__Your assignment__.
In the listing that follows, copy out each line that includes the word "bush".

__Record set__.
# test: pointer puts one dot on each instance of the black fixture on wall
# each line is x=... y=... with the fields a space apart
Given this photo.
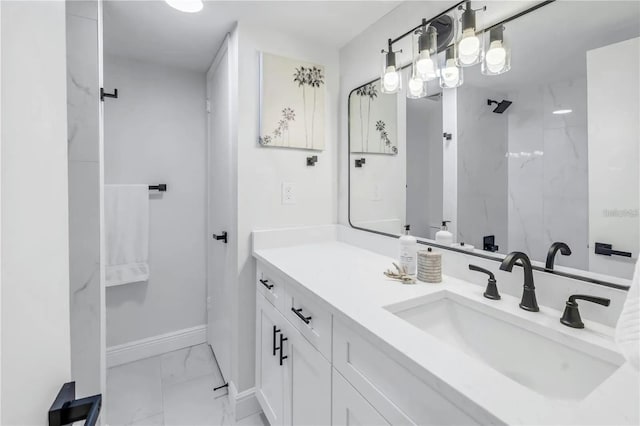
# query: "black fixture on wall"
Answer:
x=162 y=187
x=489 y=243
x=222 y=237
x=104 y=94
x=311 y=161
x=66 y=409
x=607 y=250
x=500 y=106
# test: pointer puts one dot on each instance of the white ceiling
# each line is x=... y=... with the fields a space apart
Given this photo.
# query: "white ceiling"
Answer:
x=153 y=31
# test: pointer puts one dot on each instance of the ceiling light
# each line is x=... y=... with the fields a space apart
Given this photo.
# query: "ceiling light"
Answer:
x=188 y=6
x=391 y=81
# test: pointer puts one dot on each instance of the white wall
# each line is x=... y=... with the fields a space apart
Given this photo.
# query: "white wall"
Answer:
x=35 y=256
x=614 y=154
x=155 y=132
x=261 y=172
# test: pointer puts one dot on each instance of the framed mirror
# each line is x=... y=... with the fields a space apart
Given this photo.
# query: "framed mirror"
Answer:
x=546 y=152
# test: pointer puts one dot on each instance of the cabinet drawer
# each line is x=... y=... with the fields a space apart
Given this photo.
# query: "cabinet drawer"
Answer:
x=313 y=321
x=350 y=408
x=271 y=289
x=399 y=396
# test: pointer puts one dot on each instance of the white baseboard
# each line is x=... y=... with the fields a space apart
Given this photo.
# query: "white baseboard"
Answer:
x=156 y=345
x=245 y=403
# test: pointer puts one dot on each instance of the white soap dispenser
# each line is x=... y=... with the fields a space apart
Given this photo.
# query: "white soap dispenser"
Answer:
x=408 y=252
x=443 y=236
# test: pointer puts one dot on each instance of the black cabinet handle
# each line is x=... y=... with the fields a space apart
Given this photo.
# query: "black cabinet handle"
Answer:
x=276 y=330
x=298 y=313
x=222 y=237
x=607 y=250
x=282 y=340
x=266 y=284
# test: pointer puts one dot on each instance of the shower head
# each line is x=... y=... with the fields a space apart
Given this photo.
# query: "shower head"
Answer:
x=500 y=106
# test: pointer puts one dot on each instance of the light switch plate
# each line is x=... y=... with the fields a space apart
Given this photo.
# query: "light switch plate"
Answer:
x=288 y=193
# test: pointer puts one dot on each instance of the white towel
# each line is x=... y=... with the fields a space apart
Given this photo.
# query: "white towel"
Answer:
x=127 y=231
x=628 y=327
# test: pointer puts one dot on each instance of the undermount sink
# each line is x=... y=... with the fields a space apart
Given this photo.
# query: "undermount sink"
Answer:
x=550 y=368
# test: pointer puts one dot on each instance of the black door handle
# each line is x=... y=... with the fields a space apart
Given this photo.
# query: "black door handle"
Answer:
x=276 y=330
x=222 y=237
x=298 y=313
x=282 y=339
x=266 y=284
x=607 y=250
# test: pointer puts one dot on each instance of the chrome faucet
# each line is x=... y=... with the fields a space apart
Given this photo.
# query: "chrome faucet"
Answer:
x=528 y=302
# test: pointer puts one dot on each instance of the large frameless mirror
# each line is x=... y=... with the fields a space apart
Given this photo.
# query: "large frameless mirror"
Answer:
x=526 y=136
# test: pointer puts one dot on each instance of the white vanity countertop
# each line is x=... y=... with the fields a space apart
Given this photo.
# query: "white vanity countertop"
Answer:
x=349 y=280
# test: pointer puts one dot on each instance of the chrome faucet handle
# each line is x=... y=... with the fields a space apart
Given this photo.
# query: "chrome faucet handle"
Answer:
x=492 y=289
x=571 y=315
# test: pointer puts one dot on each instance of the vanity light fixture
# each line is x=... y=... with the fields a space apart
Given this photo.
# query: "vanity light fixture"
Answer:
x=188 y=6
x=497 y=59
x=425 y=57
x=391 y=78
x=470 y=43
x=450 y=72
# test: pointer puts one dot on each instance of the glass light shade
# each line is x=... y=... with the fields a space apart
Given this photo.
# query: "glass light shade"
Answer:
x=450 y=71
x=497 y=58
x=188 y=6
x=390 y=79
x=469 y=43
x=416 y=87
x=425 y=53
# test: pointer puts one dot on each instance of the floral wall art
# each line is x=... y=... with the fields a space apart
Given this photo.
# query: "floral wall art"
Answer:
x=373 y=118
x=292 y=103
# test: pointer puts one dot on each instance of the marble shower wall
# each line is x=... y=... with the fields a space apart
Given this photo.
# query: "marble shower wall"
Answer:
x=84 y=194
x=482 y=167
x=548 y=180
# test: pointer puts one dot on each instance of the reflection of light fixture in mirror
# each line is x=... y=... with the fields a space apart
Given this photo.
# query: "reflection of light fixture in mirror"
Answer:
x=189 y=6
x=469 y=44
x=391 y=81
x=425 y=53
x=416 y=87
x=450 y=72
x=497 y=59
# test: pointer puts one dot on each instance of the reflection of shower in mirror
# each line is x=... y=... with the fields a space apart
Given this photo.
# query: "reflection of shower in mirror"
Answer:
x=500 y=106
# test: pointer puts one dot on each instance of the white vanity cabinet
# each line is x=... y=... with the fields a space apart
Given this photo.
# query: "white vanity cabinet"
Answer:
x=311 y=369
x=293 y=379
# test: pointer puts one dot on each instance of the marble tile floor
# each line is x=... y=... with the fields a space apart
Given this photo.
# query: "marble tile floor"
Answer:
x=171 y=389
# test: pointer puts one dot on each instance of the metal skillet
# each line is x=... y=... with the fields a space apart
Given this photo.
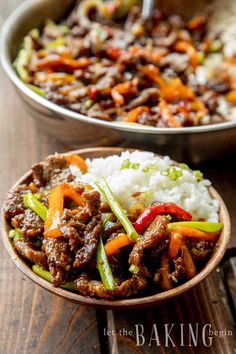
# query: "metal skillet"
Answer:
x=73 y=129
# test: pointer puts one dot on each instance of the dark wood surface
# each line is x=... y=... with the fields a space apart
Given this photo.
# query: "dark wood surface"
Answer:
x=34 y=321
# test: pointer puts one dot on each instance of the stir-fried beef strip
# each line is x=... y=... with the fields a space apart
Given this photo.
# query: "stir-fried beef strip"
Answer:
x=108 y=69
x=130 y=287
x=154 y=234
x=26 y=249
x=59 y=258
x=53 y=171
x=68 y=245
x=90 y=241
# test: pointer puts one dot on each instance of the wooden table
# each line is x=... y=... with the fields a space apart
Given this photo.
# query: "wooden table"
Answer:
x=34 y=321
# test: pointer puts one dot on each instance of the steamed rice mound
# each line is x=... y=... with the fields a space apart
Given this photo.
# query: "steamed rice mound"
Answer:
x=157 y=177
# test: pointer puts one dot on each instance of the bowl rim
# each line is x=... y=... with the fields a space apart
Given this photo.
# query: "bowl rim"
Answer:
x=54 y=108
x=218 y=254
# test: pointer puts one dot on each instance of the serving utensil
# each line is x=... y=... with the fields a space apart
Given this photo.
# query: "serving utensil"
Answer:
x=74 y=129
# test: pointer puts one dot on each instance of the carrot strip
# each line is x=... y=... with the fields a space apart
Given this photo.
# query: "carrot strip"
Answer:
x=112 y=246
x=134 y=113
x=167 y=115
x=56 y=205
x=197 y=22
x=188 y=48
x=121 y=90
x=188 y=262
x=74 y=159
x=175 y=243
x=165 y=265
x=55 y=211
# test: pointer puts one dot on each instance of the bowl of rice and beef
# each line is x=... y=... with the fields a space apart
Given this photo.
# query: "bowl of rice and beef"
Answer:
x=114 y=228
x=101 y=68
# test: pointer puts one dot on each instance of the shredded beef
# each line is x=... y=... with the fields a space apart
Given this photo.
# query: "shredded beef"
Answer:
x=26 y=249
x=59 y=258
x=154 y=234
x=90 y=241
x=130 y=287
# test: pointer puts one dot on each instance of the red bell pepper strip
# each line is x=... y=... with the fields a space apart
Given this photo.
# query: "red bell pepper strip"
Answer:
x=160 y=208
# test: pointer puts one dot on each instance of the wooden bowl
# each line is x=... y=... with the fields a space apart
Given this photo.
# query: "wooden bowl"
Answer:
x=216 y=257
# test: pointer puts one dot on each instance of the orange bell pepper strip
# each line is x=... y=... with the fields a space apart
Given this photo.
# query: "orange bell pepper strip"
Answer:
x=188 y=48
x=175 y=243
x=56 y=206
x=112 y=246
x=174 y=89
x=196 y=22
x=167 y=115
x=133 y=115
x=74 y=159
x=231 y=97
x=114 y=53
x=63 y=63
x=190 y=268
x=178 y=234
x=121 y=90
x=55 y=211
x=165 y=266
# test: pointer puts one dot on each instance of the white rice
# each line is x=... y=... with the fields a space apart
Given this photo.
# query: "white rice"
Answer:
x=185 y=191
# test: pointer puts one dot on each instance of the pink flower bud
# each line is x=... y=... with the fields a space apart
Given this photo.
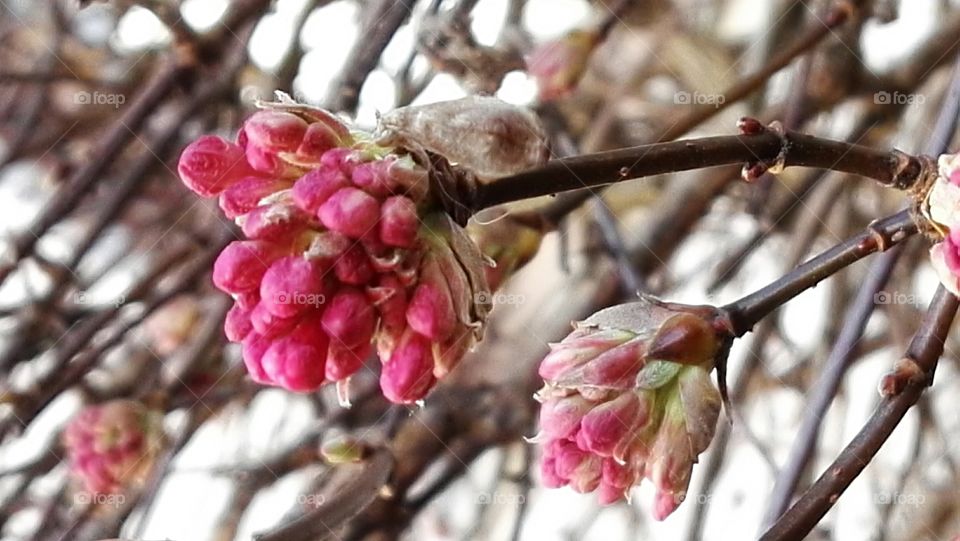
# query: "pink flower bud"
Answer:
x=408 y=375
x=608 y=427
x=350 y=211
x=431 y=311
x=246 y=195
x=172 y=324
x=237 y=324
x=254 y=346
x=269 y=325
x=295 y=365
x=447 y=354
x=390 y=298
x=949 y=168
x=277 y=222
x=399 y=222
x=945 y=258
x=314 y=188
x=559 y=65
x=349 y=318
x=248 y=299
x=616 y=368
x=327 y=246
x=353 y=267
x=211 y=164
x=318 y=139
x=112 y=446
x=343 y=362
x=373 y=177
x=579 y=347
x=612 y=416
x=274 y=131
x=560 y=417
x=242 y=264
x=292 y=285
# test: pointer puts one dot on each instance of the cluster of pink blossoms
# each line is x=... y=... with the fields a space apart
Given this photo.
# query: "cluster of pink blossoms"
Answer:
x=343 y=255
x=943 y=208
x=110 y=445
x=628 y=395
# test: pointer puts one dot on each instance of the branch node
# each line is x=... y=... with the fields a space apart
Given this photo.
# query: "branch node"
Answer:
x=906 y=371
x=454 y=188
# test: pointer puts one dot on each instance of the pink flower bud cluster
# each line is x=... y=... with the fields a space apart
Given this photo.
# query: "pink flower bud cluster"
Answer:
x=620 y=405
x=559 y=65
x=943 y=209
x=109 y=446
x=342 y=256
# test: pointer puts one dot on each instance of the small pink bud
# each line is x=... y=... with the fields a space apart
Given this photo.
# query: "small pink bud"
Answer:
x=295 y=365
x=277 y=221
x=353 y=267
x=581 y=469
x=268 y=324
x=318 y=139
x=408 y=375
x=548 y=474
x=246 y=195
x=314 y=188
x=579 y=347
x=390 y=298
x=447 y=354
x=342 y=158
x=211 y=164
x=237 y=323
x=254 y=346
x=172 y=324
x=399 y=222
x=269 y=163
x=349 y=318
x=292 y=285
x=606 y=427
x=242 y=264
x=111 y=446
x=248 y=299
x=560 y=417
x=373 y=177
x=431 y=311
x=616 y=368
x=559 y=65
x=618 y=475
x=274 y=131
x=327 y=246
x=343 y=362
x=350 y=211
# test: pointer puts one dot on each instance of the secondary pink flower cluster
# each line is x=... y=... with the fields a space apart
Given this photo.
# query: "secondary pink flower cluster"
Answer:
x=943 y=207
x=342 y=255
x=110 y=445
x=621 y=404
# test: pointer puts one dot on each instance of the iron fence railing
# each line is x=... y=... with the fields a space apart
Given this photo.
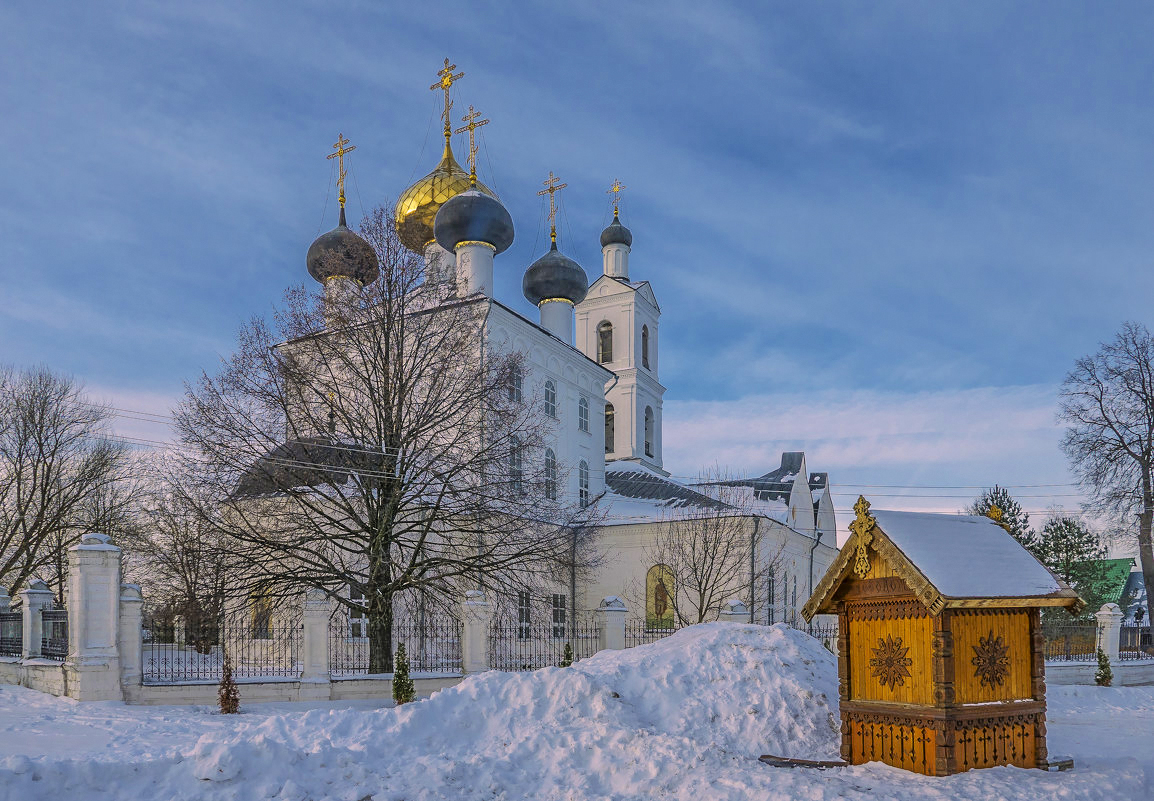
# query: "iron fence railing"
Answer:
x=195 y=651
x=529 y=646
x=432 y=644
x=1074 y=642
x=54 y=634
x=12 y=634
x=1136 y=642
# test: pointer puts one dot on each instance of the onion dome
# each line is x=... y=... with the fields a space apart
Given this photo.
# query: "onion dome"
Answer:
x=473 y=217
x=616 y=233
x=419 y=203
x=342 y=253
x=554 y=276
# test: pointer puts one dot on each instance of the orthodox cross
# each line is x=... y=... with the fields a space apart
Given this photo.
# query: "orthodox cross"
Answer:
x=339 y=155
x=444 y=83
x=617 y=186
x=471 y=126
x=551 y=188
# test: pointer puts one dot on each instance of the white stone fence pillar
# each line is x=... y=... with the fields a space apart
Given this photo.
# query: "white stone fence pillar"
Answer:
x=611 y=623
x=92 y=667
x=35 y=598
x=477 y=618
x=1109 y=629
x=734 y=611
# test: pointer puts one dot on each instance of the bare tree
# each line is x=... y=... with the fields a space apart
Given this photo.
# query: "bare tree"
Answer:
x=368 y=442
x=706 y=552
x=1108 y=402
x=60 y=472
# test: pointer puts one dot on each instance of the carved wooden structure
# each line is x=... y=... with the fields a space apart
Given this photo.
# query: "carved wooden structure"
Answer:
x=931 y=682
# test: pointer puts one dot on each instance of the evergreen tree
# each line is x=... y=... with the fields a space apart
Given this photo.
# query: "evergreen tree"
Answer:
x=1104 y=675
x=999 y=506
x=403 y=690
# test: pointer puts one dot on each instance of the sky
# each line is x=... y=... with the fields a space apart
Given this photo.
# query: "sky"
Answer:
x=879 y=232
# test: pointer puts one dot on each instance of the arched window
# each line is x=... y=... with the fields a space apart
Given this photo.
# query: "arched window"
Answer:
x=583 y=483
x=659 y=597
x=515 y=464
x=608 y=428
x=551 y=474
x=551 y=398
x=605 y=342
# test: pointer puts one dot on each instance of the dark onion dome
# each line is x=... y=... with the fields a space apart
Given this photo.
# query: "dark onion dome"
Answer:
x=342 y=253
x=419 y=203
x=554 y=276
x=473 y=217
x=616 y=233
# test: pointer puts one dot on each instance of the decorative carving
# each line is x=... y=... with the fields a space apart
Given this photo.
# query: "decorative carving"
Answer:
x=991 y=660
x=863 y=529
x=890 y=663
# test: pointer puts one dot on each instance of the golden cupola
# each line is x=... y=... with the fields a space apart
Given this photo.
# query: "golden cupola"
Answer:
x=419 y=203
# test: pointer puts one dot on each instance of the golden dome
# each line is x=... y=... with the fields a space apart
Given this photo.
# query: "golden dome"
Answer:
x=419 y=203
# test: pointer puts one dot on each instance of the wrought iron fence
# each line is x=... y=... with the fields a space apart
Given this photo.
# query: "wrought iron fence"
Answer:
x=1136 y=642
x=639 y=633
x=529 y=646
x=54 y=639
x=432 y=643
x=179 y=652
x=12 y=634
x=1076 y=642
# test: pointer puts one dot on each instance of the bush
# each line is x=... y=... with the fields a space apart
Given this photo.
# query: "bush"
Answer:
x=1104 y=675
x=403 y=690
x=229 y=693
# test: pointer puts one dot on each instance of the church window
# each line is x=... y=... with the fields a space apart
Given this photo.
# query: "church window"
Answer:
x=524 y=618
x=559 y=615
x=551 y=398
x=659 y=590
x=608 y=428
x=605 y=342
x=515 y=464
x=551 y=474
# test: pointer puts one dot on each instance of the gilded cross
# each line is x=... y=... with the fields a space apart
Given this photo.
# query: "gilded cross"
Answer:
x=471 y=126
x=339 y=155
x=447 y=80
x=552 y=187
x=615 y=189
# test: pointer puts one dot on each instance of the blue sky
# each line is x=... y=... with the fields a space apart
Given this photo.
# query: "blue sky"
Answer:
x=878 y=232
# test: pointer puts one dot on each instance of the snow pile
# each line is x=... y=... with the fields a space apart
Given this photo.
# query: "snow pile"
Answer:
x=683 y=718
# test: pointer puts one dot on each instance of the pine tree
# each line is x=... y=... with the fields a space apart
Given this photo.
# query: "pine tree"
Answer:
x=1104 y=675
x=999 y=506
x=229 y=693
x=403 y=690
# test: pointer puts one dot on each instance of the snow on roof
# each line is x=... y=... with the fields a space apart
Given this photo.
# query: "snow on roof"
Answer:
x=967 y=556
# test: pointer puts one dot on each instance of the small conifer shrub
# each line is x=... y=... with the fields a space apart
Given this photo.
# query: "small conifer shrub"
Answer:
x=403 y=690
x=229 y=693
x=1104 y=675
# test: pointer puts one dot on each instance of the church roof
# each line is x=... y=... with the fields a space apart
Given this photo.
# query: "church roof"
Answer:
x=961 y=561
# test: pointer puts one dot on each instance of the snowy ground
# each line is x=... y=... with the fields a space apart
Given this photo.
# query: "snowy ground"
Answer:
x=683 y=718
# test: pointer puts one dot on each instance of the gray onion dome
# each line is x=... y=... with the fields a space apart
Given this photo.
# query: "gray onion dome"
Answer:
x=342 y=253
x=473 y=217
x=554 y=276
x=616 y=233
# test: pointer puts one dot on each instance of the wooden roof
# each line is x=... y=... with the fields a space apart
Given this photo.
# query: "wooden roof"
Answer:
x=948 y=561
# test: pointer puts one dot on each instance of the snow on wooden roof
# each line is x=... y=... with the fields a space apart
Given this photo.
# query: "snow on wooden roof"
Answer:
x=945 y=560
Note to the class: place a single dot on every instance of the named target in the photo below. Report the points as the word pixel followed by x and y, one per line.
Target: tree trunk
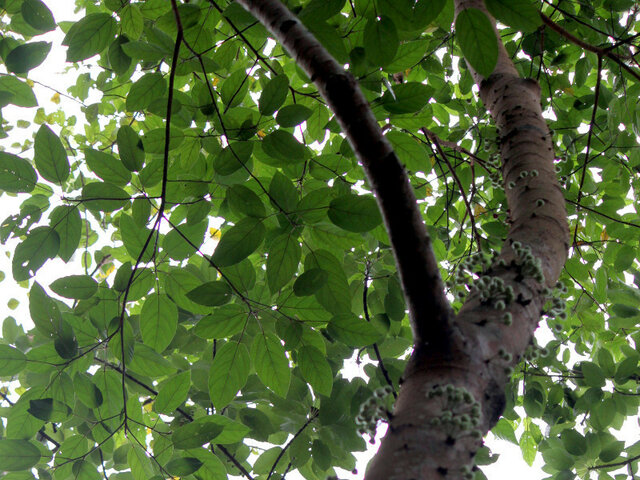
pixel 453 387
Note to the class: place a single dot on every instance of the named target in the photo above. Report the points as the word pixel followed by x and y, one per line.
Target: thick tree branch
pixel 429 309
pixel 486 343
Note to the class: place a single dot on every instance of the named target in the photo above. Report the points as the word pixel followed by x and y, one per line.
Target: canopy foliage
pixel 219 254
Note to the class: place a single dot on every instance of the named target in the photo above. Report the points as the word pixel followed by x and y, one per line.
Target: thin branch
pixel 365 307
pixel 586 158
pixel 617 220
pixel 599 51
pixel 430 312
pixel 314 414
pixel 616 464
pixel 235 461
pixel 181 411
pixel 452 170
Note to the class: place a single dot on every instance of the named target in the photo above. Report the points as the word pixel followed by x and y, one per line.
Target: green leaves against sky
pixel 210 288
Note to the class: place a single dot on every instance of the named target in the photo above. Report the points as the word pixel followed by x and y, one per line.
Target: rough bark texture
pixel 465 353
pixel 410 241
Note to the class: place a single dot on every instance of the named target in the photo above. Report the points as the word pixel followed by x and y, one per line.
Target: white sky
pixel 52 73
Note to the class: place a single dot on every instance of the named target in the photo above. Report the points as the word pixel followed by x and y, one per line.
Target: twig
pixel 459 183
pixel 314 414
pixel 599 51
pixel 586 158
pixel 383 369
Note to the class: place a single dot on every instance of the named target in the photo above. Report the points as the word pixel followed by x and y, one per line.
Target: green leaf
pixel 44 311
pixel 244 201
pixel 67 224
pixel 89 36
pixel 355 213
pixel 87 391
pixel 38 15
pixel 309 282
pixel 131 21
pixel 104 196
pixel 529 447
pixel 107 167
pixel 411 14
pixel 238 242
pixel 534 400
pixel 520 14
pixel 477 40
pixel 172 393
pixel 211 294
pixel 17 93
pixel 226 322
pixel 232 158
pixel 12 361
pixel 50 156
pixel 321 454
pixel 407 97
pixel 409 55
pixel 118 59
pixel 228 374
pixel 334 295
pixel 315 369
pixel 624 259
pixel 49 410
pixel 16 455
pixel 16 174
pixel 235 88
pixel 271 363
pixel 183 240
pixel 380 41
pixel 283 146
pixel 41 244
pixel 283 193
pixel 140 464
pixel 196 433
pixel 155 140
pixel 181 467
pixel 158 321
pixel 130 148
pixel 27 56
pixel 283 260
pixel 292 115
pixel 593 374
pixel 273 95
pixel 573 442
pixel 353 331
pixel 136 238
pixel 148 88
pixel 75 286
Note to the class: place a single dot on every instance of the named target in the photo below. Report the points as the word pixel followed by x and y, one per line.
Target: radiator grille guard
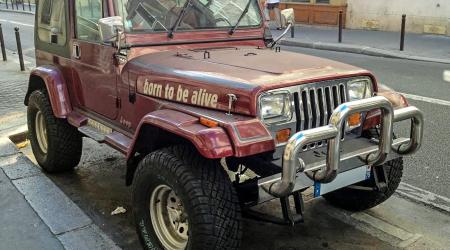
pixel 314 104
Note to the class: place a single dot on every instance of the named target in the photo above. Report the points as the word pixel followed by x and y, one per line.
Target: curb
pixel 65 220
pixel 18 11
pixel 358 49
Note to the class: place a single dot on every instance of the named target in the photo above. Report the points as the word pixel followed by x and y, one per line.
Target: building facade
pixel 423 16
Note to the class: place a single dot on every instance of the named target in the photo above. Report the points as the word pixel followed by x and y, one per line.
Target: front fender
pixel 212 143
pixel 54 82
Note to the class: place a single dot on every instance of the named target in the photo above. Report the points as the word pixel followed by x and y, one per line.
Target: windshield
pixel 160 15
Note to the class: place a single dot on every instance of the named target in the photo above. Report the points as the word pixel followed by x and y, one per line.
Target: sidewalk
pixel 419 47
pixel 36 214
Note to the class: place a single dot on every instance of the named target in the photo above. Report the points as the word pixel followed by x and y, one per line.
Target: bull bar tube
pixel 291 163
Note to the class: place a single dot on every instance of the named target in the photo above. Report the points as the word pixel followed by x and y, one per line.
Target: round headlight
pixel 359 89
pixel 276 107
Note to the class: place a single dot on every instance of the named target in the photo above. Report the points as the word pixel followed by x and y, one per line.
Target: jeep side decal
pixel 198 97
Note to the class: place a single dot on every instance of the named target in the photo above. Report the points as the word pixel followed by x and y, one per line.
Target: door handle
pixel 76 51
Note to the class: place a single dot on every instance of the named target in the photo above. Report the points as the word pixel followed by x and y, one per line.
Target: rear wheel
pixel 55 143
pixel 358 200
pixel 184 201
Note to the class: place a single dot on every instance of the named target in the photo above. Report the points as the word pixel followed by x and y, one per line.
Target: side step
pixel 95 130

__Reply to the task__.
# test: pointer puts one dot on each instance of the bush
# query: "bush"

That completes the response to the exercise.